[Region annotation items]
----------
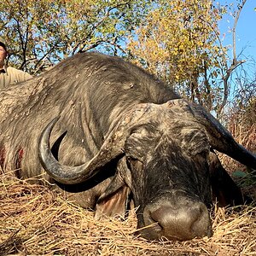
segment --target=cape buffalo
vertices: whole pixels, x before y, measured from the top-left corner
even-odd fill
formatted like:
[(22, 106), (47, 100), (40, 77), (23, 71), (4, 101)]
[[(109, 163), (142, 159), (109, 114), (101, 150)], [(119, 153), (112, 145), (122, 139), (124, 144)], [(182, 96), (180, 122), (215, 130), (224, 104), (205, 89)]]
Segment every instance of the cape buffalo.
[(242, 202), (214, 150), (256, 168), (202, 107), (119, 57), (78, 54), (0, 99), (3, 172), (43, 175), (97, 218), (132, 199), (150, 240), (209, 236), (212, 198)]

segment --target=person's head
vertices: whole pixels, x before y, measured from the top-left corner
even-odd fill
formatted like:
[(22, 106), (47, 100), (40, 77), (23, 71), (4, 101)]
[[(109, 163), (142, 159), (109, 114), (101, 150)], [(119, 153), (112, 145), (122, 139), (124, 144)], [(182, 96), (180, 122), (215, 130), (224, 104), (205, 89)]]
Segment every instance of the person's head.
[(2, 68), (4, 64), (4, 60), (7, 56), (7, 44), (5, 40), (0, 37), (0, 67)]

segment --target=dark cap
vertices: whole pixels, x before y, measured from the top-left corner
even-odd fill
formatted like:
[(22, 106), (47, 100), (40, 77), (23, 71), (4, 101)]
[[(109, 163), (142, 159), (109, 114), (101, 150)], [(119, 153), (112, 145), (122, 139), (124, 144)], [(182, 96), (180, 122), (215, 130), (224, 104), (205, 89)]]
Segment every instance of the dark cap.
[(3, 46), (7, 50), (6, 41), (2, 37), (0, 37), (0, 45)]

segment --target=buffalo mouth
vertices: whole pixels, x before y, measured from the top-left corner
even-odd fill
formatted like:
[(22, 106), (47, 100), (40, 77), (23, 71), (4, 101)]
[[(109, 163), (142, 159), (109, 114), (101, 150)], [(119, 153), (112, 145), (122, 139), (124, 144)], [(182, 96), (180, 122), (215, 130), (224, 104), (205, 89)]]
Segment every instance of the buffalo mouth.
[(145, 207), (143, 218), (144, 227), (139, 233), (148, 240), (187, 241), (212, 236), (208, 209), (201, 201), (187, 201), (178, 207), (166, 201), (151, 203)]

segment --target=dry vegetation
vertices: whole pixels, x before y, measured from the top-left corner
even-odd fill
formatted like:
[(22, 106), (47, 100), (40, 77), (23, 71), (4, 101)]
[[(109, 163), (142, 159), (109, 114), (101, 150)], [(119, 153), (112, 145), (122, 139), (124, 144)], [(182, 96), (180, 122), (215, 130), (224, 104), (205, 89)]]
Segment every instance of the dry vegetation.
[(0, 255), (255, 255), (256, 208), (214, 209), (211, 238), (147, 241), (136, 216), (96, 221), (44, 186), (0, 177)]

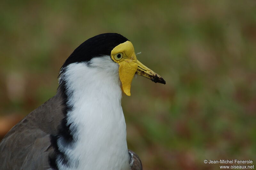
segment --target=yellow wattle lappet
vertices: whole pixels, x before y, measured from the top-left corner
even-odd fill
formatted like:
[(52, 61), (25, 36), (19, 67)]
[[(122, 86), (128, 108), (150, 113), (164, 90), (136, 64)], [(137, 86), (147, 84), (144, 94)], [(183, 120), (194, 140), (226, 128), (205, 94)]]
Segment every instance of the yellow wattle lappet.
[(111, 56), (112, 59), (119, 65), (119, 76), (122, 88), (127, 95), (131, 96), (131, 84), (135, 73), (155, 82), (165, 84), (162, 77), (137, 59), (133, 46), (131, 42), (126, 41), (115, 47), (111, 51)]

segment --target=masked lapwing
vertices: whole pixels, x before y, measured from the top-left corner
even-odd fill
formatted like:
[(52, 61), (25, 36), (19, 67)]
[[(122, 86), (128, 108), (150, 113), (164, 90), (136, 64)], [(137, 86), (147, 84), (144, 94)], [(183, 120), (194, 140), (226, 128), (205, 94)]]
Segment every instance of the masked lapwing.
[(56, 95), (14, 126), (0, 143), (4, 170), (140, 170), (128, 150), (121, 106), (135, 74), (165, 84), (116, 33), (84, 42), (61, 68)]

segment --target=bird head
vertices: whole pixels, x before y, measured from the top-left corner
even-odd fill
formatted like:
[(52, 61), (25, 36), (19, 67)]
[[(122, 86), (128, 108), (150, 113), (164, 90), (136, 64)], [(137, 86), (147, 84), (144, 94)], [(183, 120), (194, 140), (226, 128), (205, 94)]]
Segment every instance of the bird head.
[(71, 54), (62, 68), (73, 63), (89, 62), (94, 58), (106, 55), (118, 64), (121, 88), (127, 96), (131, 96), (131, 84), (135, 74), (156, 83), (165, 84), (162, 77), (137, 59), (132, 42), (116, 33), (100, 34), (86, 41)]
----------
Task → Retype all the records shown above, character for character. Omit every picture.

Answer in full →
segment --target=cape buffalo
vertices: whole pixels, x before y, measured from the top-left corner
even-odd fill
formatted like:
[(22, 106), (47, 100), (40, 77), (23, 71), (4, 101)]
[[(109, 163), (142, 159), (109, 114), (101, 150)], [(119, 153), (112, 145), (122, 139), (124, 144)], [(182, 96), (180, 122), (215, 130), (224, 104), (205, 89)]]
Segment every instance of the cape buffalo.
[(242, 202), (214, 150), (256, 168), (202, 107), (119, 57), (78, 54), (0, 99), (3, 172), (43, 175), (97, 218), (132, 199), (150, 240), (209, 236), (212, 198)]

segment --target=person's head
vertices: whole pixels, x before y, measured from the top-left corner
even-odd fill
formatted like:
[(22, 106), (47, 100), (40, 77), (23, 71), (4, 101)]
[[(109, 163), (142, 159), (109, 114), (101, 150)], [(119, 153), (112, 145), (122, 139), (124, 144)], [(182, 96), (180, 122), (215, 130), (224, 104), (205, 89)]]
Segment every instance of the person's head.
[(2, 68), (4, 64), (4, 60), (7, 56), (7, 44), (5, 40), (0, 37), (0, 67)]

segment --target=dark cap
vertices: whole pixels, x before y, measured from the top-left corner
even-odd fill
formatted like:
[(22, 106), (47, 100), (40, 77), (23, 71), (4, 101)]
[[(109, 163), (142, 159), (109, 114), (101, 150)], [(119, 153), (112, 145), (122, 139), (124, 144)], [(182, 96), (180, 122), (215, 130), (224, 104), (205, 89)]]
Segment every instance of the dark cap.
[(3, 46), (7, 50), (6, 41), (2, 37), (0, 37), (0, 45)]

segment --target=buffalo mouth
vertices: whole pixels, x before y, measured from the top-left corner
even-odd fill
formatted like:
[(22, 106), (47, 100), (40, 77), (23, 71), (4, 101)]
[[(109, 163), (142, 159), (109, 114), (101, 150)], [(119, 153), (112, 145), (122, 139), (124, 144)], [(182, 96), (180, 122), (215, 130), (224, 104), (205, 89)]]
Segment every instance of the buffalo mouth.
[(145, 207), (143, 218), (144, 227), (139, 233), (148, 240), (187, 241), (212, 236), (208, 209), (201, 201), (187, 201), (178, 207), (166, 201), (151, 203)]

segment --target=dry vegetation
vertices: whole pixels, x before y, measured from the top-left corner
even-odd fill
formatted like:
[(22, 106), (47, 100), (40, 77), (23, 71), (4, 101)]
[[(109, 163), (142, 159), (109, 114), (101, 150)], [(119, 153), (112, 145), (122, 139), (124, 144)], [(182, 96), (180, 122), (215, 130), (224, 104), (205, 89)]]
Segment every instance of the dry vegetation.
[(0, 255), (255, 255), (256, 208), (214, 209), (211, 238), (147, 241), (136, 216), (96, 221), (44, 186), (0, 177)]

segment --target=yellow wattle lappet
vertices: whole pixels, x before y, measured from the top-left corner
even-odd fill
formatted like:
[(52, 61), (25, 36), (19, 67)]
[[(122, 86), (128, 108), (150, 113), (164, 90), (136, 64)], [(137, 86), (147, 84), (144, 94)], [(183, 120), (194, 140), (226, 128), (205, 94)]]
Segment every instance of the yellow wattle lappet.
[(111, 56), (112, 59), (119, 65), (119, 76), (122, 88), (127, 95), (131, 96), (131, 84), (135, 73), (155, 82), (165, 84), (162, 77), (137, 59), (133, 46), (131, 42), (126, 41), (115, 47), (111, 51)]

segment --target=masked lapwing
vertices: whole pixels, x before y, measured from the top-left corner
even-odd fill
formatted like:
[(52, 61), (25, 36), (19, 67)]
[[(122, 86), (128, 108), (150, 113), (164, 90), (136, 64)], [(137, 86), (147, 84), (144, 94)], [(183, 120), (194, 140), (226, 128), (205, 94)]]
Segment every instance of the masked lapwing.
[(56, 95), (14, 126), (0, 143), (4, 170), (140, 170), (128, 150), (121, 106), (135, 74), (165, 84), (116, 33), (84, 42), (61, 68)]

segment --target=bird head
vertices: whole pixels, x before y, measured from the top-left corner
even-odd fill
formatted like:
[(52, 61), (25, 36), (19, 67)]
[[(122, 86), (128, 108), (150, 113), (164, 90), (136, 64)], [(137, 86), (147, 84), (144, 94)], [(183, 120), (194, 140), (226, 128), (205, 94)]]
Segment every instance of the bird head.
[(71, 54), (62, 68), (73, 63), (89, 62), (94, 58), (106, 55), (118, 64), (121, 88), (127, 96), (131, 96), (131, 84), (135, 74), (156, 83), (165, 84), (162, 77), (137, 59), (132, 42), (116, 33), (100, 34), (86, 41)]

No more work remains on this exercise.